From the material below, take the line containing "Exercise. Indicate with a point every instance of the shrub" through the line containing "x=343, y=50", both included. Output those lines as a JSON list of strings, one string per line, with blank lines left out.

-------------------------

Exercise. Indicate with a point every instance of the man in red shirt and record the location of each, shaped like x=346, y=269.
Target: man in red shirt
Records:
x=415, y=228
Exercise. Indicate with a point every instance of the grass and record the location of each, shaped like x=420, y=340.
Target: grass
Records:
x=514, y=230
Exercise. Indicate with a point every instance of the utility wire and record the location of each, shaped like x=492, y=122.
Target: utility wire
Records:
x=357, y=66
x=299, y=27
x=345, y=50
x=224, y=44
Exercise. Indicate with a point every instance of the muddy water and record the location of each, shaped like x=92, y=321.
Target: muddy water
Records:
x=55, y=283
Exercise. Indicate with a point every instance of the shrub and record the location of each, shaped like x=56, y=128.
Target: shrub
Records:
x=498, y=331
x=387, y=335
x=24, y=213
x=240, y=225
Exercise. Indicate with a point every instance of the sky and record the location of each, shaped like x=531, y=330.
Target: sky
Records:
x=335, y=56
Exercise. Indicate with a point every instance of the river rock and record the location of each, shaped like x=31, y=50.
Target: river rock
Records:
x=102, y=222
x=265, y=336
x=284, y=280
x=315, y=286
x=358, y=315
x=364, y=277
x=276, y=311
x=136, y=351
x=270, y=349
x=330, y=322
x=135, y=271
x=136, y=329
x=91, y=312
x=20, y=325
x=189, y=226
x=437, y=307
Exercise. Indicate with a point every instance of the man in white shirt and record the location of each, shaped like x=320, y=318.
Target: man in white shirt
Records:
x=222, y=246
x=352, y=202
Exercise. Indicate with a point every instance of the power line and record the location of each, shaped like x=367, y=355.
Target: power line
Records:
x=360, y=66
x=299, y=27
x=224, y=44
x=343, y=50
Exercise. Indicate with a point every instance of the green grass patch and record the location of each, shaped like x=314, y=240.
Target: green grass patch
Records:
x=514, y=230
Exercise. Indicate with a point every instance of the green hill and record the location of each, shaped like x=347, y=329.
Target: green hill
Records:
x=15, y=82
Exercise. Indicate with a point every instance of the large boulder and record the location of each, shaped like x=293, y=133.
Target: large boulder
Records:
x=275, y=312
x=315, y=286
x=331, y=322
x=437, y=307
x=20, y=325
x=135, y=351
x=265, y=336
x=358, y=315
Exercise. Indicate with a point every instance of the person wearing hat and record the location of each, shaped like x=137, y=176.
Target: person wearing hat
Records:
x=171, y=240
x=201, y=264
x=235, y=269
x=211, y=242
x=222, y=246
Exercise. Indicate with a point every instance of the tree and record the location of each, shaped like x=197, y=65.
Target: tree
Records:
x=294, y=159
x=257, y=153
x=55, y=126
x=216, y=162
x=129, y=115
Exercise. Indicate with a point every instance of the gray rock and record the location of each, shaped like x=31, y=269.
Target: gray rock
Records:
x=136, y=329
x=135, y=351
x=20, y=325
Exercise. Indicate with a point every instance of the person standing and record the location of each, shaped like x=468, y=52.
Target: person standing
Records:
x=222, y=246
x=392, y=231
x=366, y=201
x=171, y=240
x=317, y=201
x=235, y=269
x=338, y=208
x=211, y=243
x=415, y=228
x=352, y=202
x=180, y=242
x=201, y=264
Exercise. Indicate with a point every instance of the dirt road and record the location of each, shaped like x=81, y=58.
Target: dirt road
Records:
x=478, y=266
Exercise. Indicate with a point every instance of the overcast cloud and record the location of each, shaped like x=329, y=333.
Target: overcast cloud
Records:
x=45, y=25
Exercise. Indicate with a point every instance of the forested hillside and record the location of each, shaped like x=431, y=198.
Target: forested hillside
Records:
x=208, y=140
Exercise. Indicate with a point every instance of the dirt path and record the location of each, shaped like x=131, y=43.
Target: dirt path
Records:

-------------------------

> EXPECTED ANSWER
[
  "Exercise. Indicate with a point every instance of the shrub and record the location of each, shaped like x=56, y=128.",
  "Target: shrub",
  "Records:",
  "x=498, y=331",
  "x=387, y=335",
  "x=24, y=213",
  "x=240, y=225",
  "Exercise. Indicate with a point every instance of the sky and record the location of each, shaped like x=531, y=330.",
  "Target: sky",
  "Records:",
  "x=335, y=56",
  "Exercise. Indicate with a point every instance of the river rock and record the location of each, shaped like x=31, y=50.",
  "Target: river rock",
  "Records:",
  "x=102, y=222",
  "x=265, y=336",
  "x=284, y=280",
  "x=315, y=286",
  "x=358, y=315",
  "x=364, y=277",
  "x=276, y=311",
  "x=136, y=351",
  "x=270, y=349",
  "x=330, y=322",
  "x=135, y=271",
  "x=136, y=329",
  "x=91, y=312",
  "x=20, y=325",
  "x=189, y=226",
  "x=437, y=307",
  "Exercise. Indicate with a point every instance of the man in white shirt and record the location of each, shaped like x=320, y=318.",
  "Target: man in white shirt",
  "Records:",
  "x=222, y=246",
  "x=352, y=202",
  "Exercise. Indicate with a point every instance of the power line and record the location of each, shaped like x=367, y=355.",
  "Target: power line",
  "Records:",
  "x=360, y=66",
  "x=299, y=27",
  "x=224, y=44",
  "x=343, y=50"
]